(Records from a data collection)
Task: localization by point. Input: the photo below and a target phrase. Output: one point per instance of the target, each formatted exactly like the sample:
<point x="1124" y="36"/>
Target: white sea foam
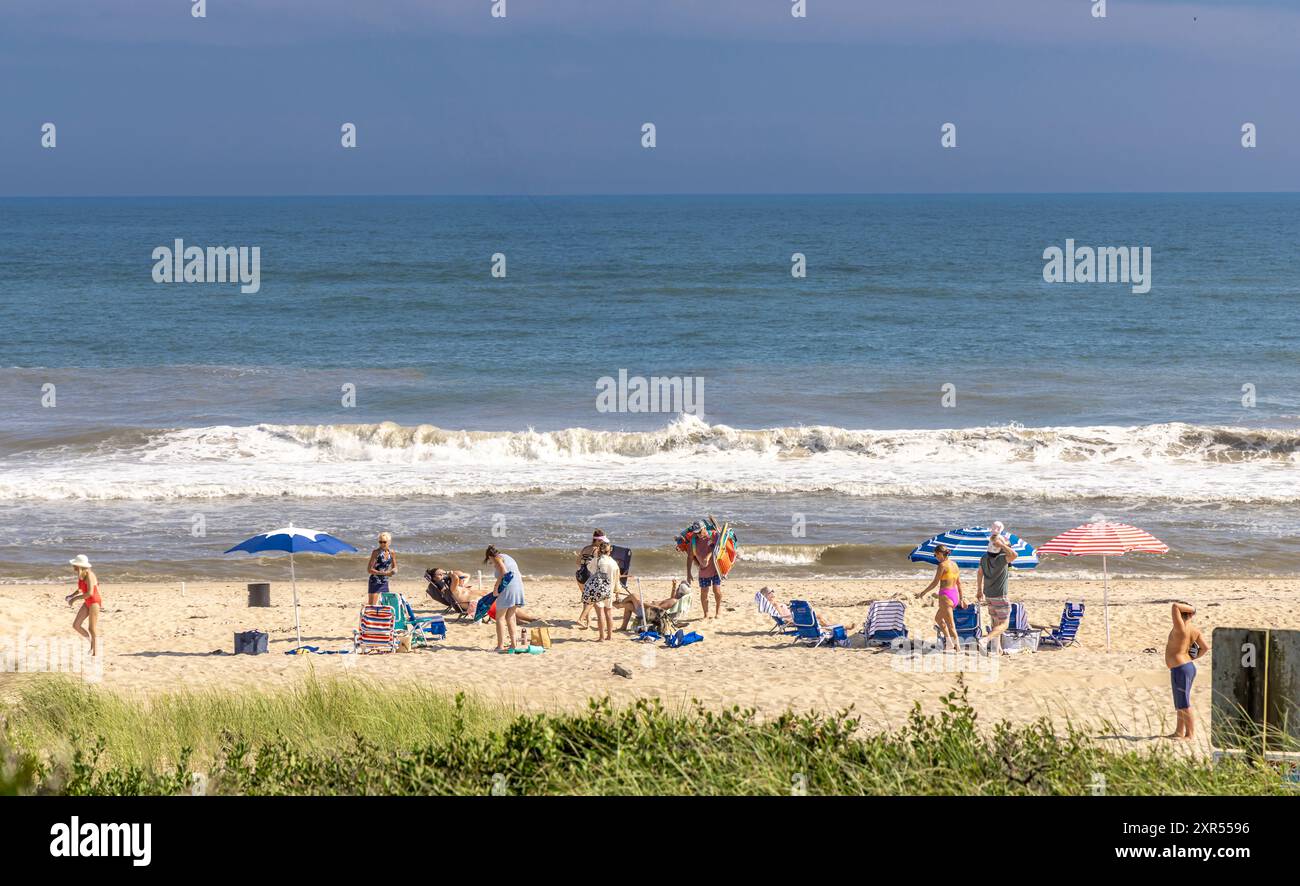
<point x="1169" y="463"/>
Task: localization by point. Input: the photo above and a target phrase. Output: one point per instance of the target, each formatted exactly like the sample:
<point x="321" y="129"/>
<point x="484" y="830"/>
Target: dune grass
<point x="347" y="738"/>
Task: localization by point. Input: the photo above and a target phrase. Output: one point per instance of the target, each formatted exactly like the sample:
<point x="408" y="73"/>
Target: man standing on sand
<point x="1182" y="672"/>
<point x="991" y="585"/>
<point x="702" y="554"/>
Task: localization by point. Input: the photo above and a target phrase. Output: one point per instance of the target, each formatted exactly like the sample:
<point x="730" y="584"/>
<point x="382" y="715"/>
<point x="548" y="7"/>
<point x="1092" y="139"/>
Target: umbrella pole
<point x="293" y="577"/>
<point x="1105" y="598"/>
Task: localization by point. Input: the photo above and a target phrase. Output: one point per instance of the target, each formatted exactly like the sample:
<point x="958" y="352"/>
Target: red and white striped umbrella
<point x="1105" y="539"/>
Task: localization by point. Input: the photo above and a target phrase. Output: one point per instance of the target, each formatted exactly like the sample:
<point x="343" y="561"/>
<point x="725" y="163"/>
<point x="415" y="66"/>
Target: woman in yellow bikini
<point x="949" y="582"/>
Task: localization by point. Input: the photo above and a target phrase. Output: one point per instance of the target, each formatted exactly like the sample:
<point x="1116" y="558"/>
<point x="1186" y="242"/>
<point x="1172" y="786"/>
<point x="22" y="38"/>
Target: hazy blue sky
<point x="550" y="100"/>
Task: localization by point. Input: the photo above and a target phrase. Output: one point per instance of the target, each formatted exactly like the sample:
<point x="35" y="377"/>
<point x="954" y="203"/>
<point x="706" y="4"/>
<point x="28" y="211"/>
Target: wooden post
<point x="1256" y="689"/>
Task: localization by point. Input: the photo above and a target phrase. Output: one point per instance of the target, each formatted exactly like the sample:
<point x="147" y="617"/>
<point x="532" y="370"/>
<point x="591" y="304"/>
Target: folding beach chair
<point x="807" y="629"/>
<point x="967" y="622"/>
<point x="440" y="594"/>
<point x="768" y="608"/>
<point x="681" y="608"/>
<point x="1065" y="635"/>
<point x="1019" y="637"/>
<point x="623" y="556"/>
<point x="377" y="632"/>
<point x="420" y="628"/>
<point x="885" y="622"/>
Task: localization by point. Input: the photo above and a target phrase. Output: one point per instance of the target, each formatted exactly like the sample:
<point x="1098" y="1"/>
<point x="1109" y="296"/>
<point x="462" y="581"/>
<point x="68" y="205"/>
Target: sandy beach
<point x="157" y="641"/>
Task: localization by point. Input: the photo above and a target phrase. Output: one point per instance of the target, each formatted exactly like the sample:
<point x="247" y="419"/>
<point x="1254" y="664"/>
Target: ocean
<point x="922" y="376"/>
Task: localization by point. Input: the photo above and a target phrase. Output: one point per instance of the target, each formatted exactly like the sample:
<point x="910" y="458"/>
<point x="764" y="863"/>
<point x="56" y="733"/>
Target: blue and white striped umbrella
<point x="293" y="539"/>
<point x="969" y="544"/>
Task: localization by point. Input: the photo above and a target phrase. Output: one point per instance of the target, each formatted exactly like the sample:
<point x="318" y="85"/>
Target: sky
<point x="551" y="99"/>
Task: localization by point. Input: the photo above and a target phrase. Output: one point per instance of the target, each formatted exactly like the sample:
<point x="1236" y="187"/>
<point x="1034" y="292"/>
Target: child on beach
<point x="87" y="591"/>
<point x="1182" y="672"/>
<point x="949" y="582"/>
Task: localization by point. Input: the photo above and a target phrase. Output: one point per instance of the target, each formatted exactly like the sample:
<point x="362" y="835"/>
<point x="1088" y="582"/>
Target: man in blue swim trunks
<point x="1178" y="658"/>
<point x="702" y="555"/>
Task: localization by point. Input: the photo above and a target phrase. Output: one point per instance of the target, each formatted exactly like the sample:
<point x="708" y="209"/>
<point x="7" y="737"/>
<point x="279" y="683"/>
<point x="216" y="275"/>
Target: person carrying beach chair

▶ **Problem details**: All of the entries above should be copied exactly, except for the pictures.

▶ **Answer for the task**:
Task: localization by point. Input: the photo below and a target phrase. Output: one point per instance of the target, each formatted exactly like the sample:
<point x="1124" y="36"/>
Target: white sea foam
<point x="1169" y="463"/>
Task: localization by point. Input: the photo above and a target phrase. Output: one point per instance of the target, each formatted exactly like the sample:
<point x="321" y="129"/>
<point x="484" y="830"/>
Target: dune grass
<point x="347" y="738"/>
Task: localization by point. Input: the photo above and a target phrase. Output: one point per instance of the target, each formatted exactly like the sample:
<point x="408" y="73"/>
Target: man standing on sand
<point x="1182" y="672"/>
<point x="991" y="585"/>
<point x="702" y="554"/>
Task: localization by point. Input: the photo above and a target phrase. Output: one point per instance of the target, each formatted exactly like the sample:
<point x="730" y="584"/>
<point x="382" y="715"/>
<point x="548" y="7"/>
<point x="1092" y="139"/>
Target: umbrella pole
<point x="293" y="577"/>
<point x="1105" y="598"/>
Task: localization by point. Input: the photo above and a target phrase. Output: one point per instance of the target, each formatted exactly like the sample:
<point x="958" y="352"/>
Target: red and white striped umbrella
<point x="1105" y="539"/>
Task: localization by point. Input: the photo above and a target phrase. Output: one point per instance of the target, each formatted exactly like the sample:
<point x="343" y="561"/>
<point x="725" y="163"/>
<point x="415" y="66"/>
Target: woman in yellow bikini
<point x="949" y="582"/>
Task: localization by point. Input: the photo above and a target phrase. Output: one point per instance of the target, each formatted exactly like the sample:
<point x="1116" y="558"/>
<point x="1186" y="242"/>
<point x="1172" y="786"/>
<point x="22" y="38"/>
Target: hazy blue sky
<point x="550" y="100"/>
Task: localization by point. Input: the photo above and a target phrase. Output: one point per instance of the target, each formatted exactly like the sample:
<point x="35" y="377"/>
<point x="954" y="203"/>
<point x="706" y="4"/>
<point x="28" y="211"/>
Target: wooden post
<point x="1256" y="689"/>
Task: localization by point. Input: the photo above and a target phrase. Output: one point per instance of the target, each formatted exactly like the sample:
<point x="147" y="617"/>
<point x="532" y="370"/>
<point x="591" y="304"/>
Target: folding beach chair
<point x="807" y="629"/>
<point x="967" y="622"/>
<point x="440" y="594"/>
<point x="768" y="608"/>
<point x="681" y="608"/>
<point x="1065" y="635"/>
<point x="1019" y="637"/>
<point x="623" y="556"/>
<point x="377" y="632"/>
<point x="420" y="628"/>
<point x="885" y="622"/>
Task: localization by point. Input: the photo above and a target phrase. Output: one point per instance of the target, each formatted exactly like the sample:
<point x="1098" y="1"/>
<point x="1109" y="296"/>
<point x="462" y="581"/>
<point x="68" y="205"/>
Target: sandy beach
<point x="157" y="641"/>
Task: localization by point. Input: the photo above and a target phrase. Output: one point per instance of the target, each formatted exactly like the sample:
<point x="247" y="419"/>
<point x="1254" y="664"/>
Target: ocean
<point x="922" y="376"/>
Task: localization by point. Input: the photo above and a target phrase. Output: one point per instance of the target, each formatted exactly like the sample:
<point x="910" y="458"/>
<point x="764" y="863"/>
<point x="56" y="733"/>
Target: blue and white striped umbrella
<point x="293" y="539"/>
<point x="969" y="544"/>
Task: localization by point. Input: the photo above and a target phrase. Output: one point per instance of the target, each formatted exactly like the sample:
<point x="318" y="85"/>
Target: sky
<point x="551" y="99"/>
Task: localization by point. Input: the photo above and a target phrase. Output: one point per instance of the target, each formatted exactly like the sample:
<point x="1236" y="187"/>
<point x="1034" y="292"/>
Target: child on beach
<point x="87" y="591"/>
<point x="1182" y="672"/>
<point x="949" y="582"/>
Task: localization by point. Input: the photo above and a target phrase. Output: one point per instance of the target, each formatted exactly like the sample:
<point x="362" y="835"/>
<point x="1088" y="582"/>
Target: man in blue swim trunks
<point x="1178" y="658"/>
<point x="702" y="555"/>
Task: localization by point. Input: the photo above and a target phrase. Output: one point per instance of the target, each formatted exactly like the sample:
<point x="708" y="209"/>
<point x="7" y="737"/>
<point x="279" y="683"/>
<point x="216" y="275"/>
Target: person carrying beach chair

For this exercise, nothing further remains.